TASK TO COMPLETE:
Write only the number of lines in the entries below that contain the word "dock".

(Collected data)
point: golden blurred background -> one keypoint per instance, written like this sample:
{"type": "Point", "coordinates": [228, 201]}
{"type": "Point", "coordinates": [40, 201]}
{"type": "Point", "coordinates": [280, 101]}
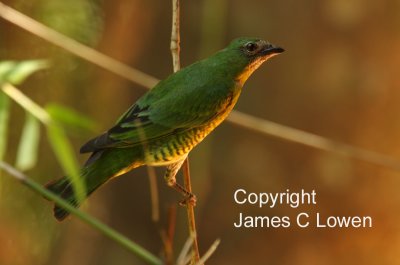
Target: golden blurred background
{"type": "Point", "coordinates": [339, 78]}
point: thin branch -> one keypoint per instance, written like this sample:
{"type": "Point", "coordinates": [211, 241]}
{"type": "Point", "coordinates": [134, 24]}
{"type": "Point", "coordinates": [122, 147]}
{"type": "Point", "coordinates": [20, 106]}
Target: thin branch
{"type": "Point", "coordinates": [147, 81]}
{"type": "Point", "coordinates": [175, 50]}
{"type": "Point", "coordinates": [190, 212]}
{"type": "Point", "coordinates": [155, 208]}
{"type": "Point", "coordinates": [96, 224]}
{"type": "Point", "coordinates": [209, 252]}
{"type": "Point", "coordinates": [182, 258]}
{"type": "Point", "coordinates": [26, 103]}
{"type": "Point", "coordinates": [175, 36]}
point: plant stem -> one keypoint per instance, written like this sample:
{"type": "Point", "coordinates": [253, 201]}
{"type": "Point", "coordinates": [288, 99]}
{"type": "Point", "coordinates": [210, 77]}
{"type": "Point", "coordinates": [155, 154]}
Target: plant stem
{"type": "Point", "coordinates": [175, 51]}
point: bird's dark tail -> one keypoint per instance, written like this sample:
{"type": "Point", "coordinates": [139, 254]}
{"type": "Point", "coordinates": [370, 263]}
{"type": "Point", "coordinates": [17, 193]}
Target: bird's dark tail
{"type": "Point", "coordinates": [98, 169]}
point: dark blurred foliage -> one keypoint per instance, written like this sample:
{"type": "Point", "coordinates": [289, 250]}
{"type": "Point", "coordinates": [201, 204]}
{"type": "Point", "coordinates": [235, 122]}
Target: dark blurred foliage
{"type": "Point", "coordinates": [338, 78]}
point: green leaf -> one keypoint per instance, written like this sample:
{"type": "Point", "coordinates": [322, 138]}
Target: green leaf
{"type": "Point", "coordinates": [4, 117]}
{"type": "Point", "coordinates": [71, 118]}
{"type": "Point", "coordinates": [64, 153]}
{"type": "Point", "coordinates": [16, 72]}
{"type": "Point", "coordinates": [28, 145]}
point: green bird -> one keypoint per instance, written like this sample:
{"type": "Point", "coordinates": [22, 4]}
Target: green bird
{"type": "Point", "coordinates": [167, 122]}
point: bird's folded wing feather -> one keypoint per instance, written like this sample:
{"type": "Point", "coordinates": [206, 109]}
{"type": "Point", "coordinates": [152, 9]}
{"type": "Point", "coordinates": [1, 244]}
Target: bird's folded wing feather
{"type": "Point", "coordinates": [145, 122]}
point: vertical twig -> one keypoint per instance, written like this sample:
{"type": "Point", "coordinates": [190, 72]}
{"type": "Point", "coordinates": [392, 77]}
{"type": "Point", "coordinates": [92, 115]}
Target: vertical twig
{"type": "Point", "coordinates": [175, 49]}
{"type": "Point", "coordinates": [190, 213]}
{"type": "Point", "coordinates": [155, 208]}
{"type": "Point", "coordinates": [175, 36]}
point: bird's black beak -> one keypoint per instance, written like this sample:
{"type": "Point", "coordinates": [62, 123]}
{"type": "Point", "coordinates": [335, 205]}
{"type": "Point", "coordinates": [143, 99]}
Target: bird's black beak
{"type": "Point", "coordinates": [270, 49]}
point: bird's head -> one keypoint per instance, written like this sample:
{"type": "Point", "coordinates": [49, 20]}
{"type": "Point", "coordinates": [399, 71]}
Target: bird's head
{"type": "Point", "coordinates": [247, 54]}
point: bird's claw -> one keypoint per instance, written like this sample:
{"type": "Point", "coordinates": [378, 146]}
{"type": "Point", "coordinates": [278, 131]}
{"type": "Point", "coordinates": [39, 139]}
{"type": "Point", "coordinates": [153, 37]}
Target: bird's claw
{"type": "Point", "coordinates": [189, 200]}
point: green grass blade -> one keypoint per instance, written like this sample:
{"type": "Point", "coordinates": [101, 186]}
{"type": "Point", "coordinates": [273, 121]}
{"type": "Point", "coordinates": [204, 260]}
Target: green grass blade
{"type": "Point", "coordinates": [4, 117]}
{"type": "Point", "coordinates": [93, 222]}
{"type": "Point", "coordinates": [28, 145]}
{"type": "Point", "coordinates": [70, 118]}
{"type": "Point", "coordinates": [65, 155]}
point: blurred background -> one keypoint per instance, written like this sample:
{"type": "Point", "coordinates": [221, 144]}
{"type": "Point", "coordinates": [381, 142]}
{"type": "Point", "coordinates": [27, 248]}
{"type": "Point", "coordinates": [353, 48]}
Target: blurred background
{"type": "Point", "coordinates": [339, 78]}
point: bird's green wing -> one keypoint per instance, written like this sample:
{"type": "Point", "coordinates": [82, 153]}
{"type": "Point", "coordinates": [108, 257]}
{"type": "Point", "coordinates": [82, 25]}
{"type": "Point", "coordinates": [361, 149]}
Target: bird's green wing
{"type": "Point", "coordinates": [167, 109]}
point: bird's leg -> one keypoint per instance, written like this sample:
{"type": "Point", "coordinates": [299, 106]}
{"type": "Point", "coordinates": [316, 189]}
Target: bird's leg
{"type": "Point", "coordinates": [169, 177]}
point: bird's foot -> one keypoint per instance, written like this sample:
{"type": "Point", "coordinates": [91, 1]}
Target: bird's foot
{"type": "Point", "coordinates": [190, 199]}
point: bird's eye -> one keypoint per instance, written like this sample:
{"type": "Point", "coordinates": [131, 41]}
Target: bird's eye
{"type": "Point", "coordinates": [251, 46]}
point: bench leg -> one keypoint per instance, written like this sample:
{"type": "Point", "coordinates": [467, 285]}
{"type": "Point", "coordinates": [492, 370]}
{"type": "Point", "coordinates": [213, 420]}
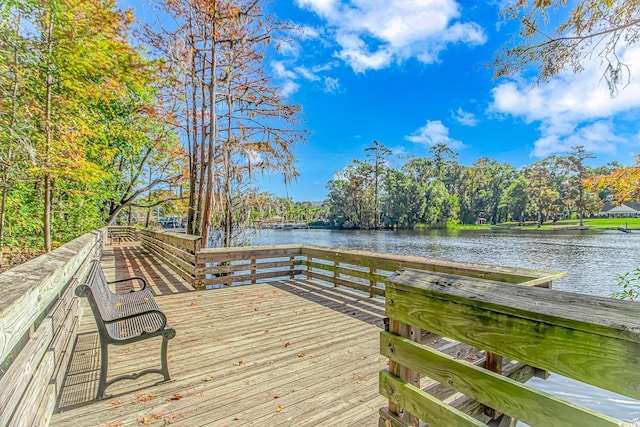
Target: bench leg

--

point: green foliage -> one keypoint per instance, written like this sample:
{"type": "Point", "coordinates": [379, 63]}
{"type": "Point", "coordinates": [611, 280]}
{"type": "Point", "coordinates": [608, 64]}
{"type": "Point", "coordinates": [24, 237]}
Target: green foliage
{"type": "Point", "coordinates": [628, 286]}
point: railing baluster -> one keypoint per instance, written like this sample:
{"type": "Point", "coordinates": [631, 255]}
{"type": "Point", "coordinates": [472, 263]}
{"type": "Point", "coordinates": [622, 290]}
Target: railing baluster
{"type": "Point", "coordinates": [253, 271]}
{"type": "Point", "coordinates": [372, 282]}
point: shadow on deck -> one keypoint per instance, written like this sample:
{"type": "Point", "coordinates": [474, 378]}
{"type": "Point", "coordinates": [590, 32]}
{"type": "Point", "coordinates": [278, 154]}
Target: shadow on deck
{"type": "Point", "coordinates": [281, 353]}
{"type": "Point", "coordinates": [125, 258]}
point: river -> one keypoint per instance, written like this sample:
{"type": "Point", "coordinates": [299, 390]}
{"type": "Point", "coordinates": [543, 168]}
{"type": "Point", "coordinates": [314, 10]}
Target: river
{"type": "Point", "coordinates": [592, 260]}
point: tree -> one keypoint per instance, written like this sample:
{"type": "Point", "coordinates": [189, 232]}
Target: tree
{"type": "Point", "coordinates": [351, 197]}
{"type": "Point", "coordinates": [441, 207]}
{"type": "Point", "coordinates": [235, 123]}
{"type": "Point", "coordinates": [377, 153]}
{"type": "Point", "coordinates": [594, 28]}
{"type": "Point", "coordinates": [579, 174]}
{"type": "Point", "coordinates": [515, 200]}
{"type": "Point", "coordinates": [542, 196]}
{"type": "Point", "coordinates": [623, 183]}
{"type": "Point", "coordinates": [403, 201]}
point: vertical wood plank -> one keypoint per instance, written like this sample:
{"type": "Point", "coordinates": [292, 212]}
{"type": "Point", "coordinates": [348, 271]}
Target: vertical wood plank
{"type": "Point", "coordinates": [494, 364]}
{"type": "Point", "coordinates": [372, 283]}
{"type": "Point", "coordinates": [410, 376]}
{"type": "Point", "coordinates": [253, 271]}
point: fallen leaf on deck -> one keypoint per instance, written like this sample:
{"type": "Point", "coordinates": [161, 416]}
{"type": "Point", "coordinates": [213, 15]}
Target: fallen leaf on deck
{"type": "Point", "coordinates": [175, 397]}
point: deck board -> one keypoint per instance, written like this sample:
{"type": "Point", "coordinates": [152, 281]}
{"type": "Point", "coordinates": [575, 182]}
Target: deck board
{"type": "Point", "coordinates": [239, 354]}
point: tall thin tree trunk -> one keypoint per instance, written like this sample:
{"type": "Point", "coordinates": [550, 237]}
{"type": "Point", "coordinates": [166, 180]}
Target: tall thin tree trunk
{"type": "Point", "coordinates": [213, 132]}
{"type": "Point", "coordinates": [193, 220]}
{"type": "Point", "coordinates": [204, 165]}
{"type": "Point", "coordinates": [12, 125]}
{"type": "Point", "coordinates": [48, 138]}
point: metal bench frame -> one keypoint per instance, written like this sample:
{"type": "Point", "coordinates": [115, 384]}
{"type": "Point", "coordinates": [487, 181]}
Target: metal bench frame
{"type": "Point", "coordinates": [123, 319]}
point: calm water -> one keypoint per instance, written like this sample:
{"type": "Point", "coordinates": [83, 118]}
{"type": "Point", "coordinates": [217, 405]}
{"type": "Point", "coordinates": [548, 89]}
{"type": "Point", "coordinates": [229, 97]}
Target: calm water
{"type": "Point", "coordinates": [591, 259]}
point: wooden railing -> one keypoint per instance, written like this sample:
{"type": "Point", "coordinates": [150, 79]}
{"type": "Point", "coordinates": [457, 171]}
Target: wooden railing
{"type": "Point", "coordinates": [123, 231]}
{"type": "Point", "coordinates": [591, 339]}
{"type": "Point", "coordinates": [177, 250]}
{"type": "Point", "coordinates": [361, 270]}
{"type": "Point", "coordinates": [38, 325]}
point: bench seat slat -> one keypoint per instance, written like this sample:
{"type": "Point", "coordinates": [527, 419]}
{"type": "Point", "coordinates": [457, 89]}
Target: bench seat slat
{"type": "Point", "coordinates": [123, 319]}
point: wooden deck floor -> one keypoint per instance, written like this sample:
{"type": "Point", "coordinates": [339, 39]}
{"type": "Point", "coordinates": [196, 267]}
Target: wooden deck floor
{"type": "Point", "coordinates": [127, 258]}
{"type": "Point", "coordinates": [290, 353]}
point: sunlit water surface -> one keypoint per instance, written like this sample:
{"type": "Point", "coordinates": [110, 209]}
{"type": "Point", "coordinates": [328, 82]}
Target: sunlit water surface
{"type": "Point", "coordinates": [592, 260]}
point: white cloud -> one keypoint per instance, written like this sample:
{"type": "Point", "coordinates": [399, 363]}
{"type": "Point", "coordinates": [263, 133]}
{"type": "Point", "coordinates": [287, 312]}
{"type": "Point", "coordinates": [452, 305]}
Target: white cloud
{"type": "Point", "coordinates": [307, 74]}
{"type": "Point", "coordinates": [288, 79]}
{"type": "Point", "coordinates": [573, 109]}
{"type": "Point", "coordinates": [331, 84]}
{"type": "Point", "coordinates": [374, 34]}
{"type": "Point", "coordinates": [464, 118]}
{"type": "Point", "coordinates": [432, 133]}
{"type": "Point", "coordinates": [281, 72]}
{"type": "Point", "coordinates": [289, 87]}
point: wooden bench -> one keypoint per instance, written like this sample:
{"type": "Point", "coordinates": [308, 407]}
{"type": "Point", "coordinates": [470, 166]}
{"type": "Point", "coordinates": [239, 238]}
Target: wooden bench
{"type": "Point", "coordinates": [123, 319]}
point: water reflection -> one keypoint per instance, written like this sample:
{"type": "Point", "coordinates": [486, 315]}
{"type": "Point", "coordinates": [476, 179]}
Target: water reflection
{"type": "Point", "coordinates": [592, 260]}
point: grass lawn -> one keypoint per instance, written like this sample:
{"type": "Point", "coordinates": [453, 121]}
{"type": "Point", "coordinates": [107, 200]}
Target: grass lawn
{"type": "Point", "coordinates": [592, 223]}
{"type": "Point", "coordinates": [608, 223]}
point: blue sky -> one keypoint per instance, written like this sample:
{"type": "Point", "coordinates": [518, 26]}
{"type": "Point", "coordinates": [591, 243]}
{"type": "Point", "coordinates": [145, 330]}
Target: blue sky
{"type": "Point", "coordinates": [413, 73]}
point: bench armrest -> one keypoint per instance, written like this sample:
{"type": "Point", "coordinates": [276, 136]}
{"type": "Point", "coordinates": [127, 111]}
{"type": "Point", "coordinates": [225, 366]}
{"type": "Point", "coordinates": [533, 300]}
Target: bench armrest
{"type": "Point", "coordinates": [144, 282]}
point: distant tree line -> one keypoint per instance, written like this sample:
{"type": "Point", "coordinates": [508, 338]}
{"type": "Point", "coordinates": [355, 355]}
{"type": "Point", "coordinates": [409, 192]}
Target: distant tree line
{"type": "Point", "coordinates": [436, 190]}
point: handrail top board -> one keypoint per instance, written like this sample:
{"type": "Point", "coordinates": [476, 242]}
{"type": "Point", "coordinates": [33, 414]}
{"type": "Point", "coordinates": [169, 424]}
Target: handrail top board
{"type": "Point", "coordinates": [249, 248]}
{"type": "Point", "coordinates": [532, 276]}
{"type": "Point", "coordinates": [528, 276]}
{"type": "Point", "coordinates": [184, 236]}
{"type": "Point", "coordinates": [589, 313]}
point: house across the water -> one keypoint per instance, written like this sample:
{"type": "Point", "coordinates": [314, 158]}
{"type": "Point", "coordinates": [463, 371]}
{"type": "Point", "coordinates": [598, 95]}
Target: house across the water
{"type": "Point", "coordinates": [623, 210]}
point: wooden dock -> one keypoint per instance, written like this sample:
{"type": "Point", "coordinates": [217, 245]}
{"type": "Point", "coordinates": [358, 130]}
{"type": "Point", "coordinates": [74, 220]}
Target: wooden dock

TASK OUTPUT:
2